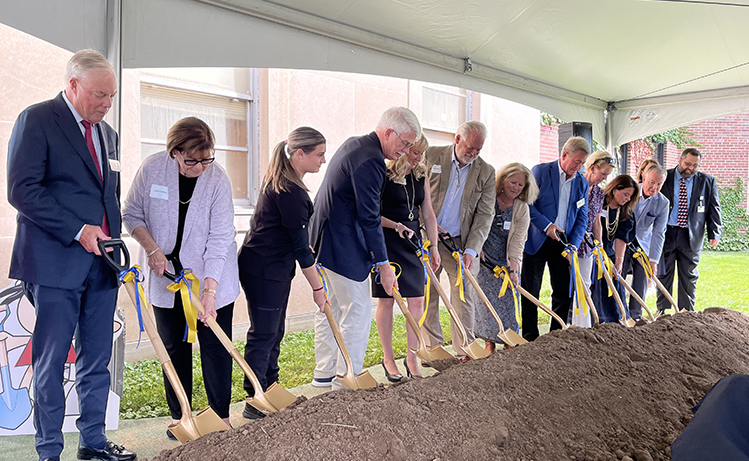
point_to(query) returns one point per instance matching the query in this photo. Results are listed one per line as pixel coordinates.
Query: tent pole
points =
(114, 56)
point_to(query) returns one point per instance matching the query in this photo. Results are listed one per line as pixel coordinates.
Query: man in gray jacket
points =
(651, 215)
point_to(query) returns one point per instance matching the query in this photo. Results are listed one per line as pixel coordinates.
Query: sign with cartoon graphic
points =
(17, 319)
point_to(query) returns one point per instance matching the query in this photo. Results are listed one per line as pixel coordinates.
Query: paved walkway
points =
(147, 436)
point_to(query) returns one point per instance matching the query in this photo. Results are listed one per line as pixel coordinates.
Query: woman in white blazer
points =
(180, 208)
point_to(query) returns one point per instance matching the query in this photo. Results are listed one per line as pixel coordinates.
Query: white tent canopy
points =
(631, 67)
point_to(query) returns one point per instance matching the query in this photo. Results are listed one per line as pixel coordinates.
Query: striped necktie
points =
(682, 217)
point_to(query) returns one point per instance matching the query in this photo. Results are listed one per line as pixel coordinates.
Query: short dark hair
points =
(191, 136)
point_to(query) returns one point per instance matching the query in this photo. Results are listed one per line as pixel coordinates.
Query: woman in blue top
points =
(276, 241)
(618, 223)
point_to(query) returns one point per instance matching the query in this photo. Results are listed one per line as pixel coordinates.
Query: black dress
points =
(608, 310)
(267, 264)
(399, 203)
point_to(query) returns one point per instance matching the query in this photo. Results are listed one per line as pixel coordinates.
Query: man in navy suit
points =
(695, 205)
(346, 233)
(561, 206)
(64, 180)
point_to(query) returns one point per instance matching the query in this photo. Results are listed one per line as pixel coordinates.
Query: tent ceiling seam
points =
(347, 34)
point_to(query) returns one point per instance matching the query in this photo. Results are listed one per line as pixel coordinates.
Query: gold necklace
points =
(611, 228)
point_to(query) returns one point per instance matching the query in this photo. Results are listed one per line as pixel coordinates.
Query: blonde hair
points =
(598, 158)
(397, 169)
(84, 61)
(644, 167)
(530, 191)
(576, 144)
(623, 181)
(280, 171)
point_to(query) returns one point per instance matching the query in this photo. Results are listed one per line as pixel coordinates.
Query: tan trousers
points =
(463, 309)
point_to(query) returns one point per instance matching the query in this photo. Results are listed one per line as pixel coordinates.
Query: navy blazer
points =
(54, 184)
(345, 229)
(705, 195)
(544, 209)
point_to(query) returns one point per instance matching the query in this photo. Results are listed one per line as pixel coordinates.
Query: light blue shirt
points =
(674, 216)
(565, 186)
(449, 216)
(95, 137)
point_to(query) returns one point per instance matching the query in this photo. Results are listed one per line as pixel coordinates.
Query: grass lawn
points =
(724, 282)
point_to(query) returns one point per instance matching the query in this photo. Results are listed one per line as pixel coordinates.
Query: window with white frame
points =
(164, 102)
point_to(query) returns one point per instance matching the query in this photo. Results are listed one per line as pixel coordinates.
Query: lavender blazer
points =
(208, 248)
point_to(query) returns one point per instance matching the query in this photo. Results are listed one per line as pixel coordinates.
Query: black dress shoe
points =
(251, 412)
(392, 378)
(110, 452)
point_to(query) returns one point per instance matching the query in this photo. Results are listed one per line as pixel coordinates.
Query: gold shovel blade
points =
• • • • • • •
- [What is expected]:
Without including the pictures, return each record above exactly as it stands.

- [Result for this exercise]:
point_to(query) returns one point per instance matching the query in this photo. Results are listed one per line as pixel coordinates.
Query: tent pole
points =
(114, 56)
point_to(query) returns one point per instance matching the query in this photo. Results are listed one per line as pixel coordinates.
Query: man in gray jacket
points =
(651, 215)
point_to(query) returns one point per instance matching the query in this photo. Results are listed one per line as pixel coordinates.
Query: sign with cartoon graphic
points =
(17, 319)
point_to(query) returns one point per instance matching the query in this photo. Results are listed one per line as pixel coordinates.
Query: paved walkway
points =
(147, 436)
point_to(query) returns one point per instance matching the query in this photo. Results are listed one per line as pixel coordinates.
Query: woman in white blazer
points =
(180, 208)
point_to(query) returns one point per instance matching the query in this photo. Results are listed one per line as pixel coordinates.
Query: white tent canopy
points =
(631, 67)
point_to(query) returns one point per instance matching the query in this photo. Results are listed one per line as pixel coordinates.
Query: striped necktie
points =
(682, 217)
point_to(query) returns one point per instance matching the query in this photo. Results are listed one per line as pixel coordinates.
Query: short dark hair
points =
(191, 136)
point_to(query) returns one point per instance matching the query in this photo. Results are listed one per line as pixel coordinates.
Query: woman in blue top
points =
(276, 241)
(618, 223)
point_to(query) returns one point per instance matching the query in this photo. Results are listed one per line as pixel coordinates.
Query: black dress
points =
(608, 310)
(267, 264)
(399, 203)
point_to(query) returns one point per instance matching the query in this photo. Results are listed one per line as pixel coordinates.
Query: man in navy suit
points =
(695, 205)
(346, 233)
(561, 206)
(64, 180)
point_to(query) returns one point per instance matching the query in this photo. Results are listed one per line as pixel coordinates.
Query: tent ceiling seam
points =
(347, 34)
point_to(query) returns one point per instance matching the query in this photo. Results are listed one per line as pixel coordinates.
Query: gold necklace
points =
(611, 228)
point_to(query) returns one point per instance matching the query in this photo. Results are listed one per line as pixel coordinates.
Query: blonde hair
points =
(598, 158)
(397, 169)
(84, 61)
(644, 167)
(530, 191)
(576, 144)
(623, 181)
(280, 171)
point_to(query) returns one point per instance matching the query in this photo. Results are listed one per line as pixel coordinates.
Query: tan trousers
points =
(463, 309)
point_to(query) returns one point per instance matching the query in this photo. Results are listed one per line as pixel coordinates.
Query: navy blazer
points =
(54, 184)
(345, 229)
(705, 195)
(544, 209)
point_to(query) returns one point per instance matching the query in this photo. Results are listed one per line as pixel coordinates.
Query: light blue shirt
points =
(674, 216)
(565, 186)
(449, 216)
(95, 137)
point_to(query) returns one point per instance matching the query in this photo. Results are listed one per line as pixel coordinates.
Query: grass lawn
points =
(724, 282)
point_to(query) returns one point per instance matching the query in this photo. Results are listed one per line as pixel coordinates.
Query: window with white frame
points =
(164, 102)
point_to(query) returns one point per instance matching the query in this photo. Results are listed one per line as pixel coordinates.
Query: lavender blazer
points =
(208, 248)
point_to(query) returns one point per instance matching the query in this photo. Results are listed one per line as pixel coordinates.
Query: black dress shoe
points =
(251, 412)
(392, 378)
(110, 452)
point_to(query) returns one point per instance matching the query in this photo. Results are listed one per line as pixel coordinates.
Query: gold shovel blade
points =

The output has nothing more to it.